What the task requires. Without leaving out a single line, restate the entries below exactly.

Stored data entries
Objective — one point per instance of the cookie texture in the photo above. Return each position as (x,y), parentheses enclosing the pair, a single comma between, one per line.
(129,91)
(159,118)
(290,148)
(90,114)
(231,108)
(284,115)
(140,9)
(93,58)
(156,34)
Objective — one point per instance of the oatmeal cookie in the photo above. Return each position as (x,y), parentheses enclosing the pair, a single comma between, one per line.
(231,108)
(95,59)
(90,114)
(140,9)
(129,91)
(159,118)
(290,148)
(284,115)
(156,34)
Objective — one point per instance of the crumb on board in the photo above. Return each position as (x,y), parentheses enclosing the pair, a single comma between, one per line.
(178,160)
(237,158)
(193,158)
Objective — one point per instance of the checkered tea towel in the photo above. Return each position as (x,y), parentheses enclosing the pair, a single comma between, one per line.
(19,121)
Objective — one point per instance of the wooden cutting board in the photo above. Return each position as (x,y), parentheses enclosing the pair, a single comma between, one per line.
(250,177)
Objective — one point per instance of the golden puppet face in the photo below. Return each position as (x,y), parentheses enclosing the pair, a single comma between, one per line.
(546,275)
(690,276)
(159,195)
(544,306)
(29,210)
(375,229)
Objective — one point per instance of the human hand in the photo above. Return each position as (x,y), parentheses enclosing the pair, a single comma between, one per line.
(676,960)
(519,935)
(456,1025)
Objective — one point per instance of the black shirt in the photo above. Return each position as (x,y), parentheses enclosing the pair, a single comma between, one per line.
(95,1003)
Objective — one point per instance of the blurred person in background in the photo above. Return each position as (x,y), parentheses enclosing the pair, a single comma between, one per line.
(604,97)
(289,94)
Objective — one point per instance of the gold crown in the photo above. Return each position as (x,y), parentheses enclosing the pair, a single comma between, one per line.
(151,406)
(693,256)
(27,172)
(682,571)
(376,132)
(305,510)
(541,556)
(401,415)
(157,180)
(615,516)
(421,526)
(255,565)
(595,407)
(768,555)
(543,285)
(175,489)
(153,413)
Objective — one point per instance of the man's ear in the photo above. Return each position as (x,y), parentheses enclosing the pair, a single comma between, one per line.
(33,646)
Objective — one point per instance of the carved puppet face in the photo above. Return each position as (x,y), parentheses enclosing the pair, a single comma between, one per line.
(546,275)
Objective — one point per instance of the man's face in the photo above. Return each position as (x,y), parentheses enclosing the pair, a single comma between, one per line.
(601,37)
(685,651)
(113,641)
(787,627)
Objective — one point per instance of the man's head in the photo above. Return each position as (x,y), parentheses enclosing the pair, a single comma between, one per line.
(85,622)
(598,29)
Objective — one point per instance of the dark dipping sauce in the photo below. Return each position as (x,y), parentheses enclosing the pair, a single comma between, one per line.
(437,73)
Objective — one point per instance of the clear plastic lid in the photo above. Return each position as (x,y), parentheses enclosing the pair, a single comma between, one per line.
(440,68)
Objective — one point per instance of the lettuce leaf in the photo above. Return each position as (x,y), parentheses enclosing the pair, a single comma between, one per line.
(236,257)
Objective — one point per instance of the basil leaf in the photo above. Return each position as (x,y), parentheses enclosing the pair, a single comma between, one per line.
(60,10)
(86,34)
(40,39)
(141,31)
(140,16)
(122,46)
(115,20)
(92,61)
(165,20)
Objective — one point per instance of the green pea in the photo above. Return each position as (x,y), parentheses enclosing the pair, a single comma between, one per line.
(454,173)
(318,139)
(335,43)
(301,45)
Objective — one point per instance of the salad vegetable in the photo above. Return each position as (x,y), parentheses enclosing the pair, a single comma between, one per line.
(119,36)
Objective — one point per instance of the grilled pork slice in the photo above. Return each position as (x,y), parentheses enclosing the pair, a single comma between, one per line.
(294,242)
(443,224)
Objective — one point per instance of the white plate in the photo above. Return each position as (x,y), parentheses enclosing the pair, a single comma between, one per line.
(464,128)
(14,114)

Response area.
Objective — one point per instance of the cookie texture in the photo above. Return each position as (x,y), parentheses enclosing the pair, a single comma between, one per line.
(129,91)
(159,118)
(290,148)
(90,114)
(231,108)
(284,115)
(140,9)
(93,58)
(156,34)
Objective — one point per instance of the oatmeal cookie in the photo above. Return each position as (x,y), parentheses enclosing the pair, a single comma between, one per line.
(231,108)
(95,59)
(90,114)
(140,9)
(129,91)
(159,118)
(290,148)
(284,115)
(156,34)
Objective — one point per instance of the crumb on board in the photo above. Return each position as (x,y), parentheses enclosing the pair, a single comma between, one per line.
(178,160)
(237,158)
(193,158)
Objective — one point per instance of the checkered tea towel in the photo above. Return each position as (x,y), parentheses enclosing the pair, a single comma between, one per line.
(19,121)
Objective — one point per instance of the wooden cutting board in the photo above. Return each position as (x,y), parentheses enclosing the pair, a single comma between, one per line.
(250,177)
Objective — one point per instance of the golden puppet face in the photo below. Return each position as (x,y), parentheses enclosing the pair, a single comma between, one per line.
(546,275)
(690,276)
(159,195)
(544,306)
(29,210)
(375,229)
Objective — one point per instance of the human hand in the photo above. Return each position as (x,y), parentheses enclosing the pair, a single comma between, one per line.
(676,960)
(519,935)
(456,1025)
Objective — one point per instance of the black shirt in the photo above. Return each position as (x,y), parentheses enclosing the pair, a single comma between, one per line.
(95,1003)
Objective — one point per instance of the blurred person in background in the photo above. Return each position as (x,y), parentheses enclosing the pair, a single comma between, one per line.
(604,97)
(289,94)
Objective — one point per instance of the gold crown in the photo above. Return each position as (x,y), parentheses enclosing the pair, a single comma between, one per line.
(151,406)
(693,256)
(27,172)
(682,571)
(376,132)
(305,510)
(541,556)
(401,415)
(157,180)
(615,516)
(421,526)
(255,565)
(595,407)
(768,555)
(543,285)
(175,489)
(153,413)
Objective — one point per instance of the man's ear in the photo above. Return each position as (x,y), parentheses enclosing the pair, a single comma between, one per line.
(33,646)
Objective — one point per instance of the carved puppet face in the photo above. Return each position as (x,y), parentheses enclosing the pair, a single comma between, one per line.
(546,275)
Objective — one point per instance of the man's face in the photo above. Return each position as (x,y), parentheses enclosing the pair, a single comma between, one per line.
(601,37)
(685,651)
(113,641)
(787,627)
Objective — one point per instance of the man's head in the photo above. Return each position as (x,y), parentheses enclosing the pair, a single comma between, one per line.
(85,622)
(598,29)
Objective — one point per instance of the dark dipping sauce in the photo below. Return each position as (x,y), parentheses enclosing the pair, a single comma between, one per line.
(437,73)
Objective — one point per instance of the clear plastic lid in the photo above. Return each position as (x,y), parentheses enclosing the pair, a single comma between, one per line.
(440,68)
Objective — one point per instance of the lettuce leaf in the photo above. Return each position as (x,y), parentheses enclosing the pair, a single comma between, one per line.
(236,257)
Objective — one point per instance of the basil leaf in the photo above. Return each position as (x,y), parentheses enclosing the pair, a single comma between, one per line.
(60,10)
(86,34)
(40,39)
(141,31)
(140,16)
(122,46)
(115,20)
(92,61)
(165,20)
Objective — one point per instance of the green pea in the photo above. Return each position as (x,y), parentheses enclosing the pair, a single comma between, one per line.
(454,173)
(318,139)
(335,43)
(301,45)
Objective — one point per instance of the salad vegetable in the photo above. Return each position as (x,y), parentheses enclosing the pair, a single comma between, one per line.
(119,36)
Objective — one point per instance of the grilled pork slice in the photo above. Return each position as (x,y), parentheses enclosing the pair, a single comma between, one per line.
(294,242)
(443,224)
Objective — one point per instance of the white plate in the photo above. Return each position as (x,y), parentheses enclosing the pair, a single comma between, one per line.
(464,128)
(14,114)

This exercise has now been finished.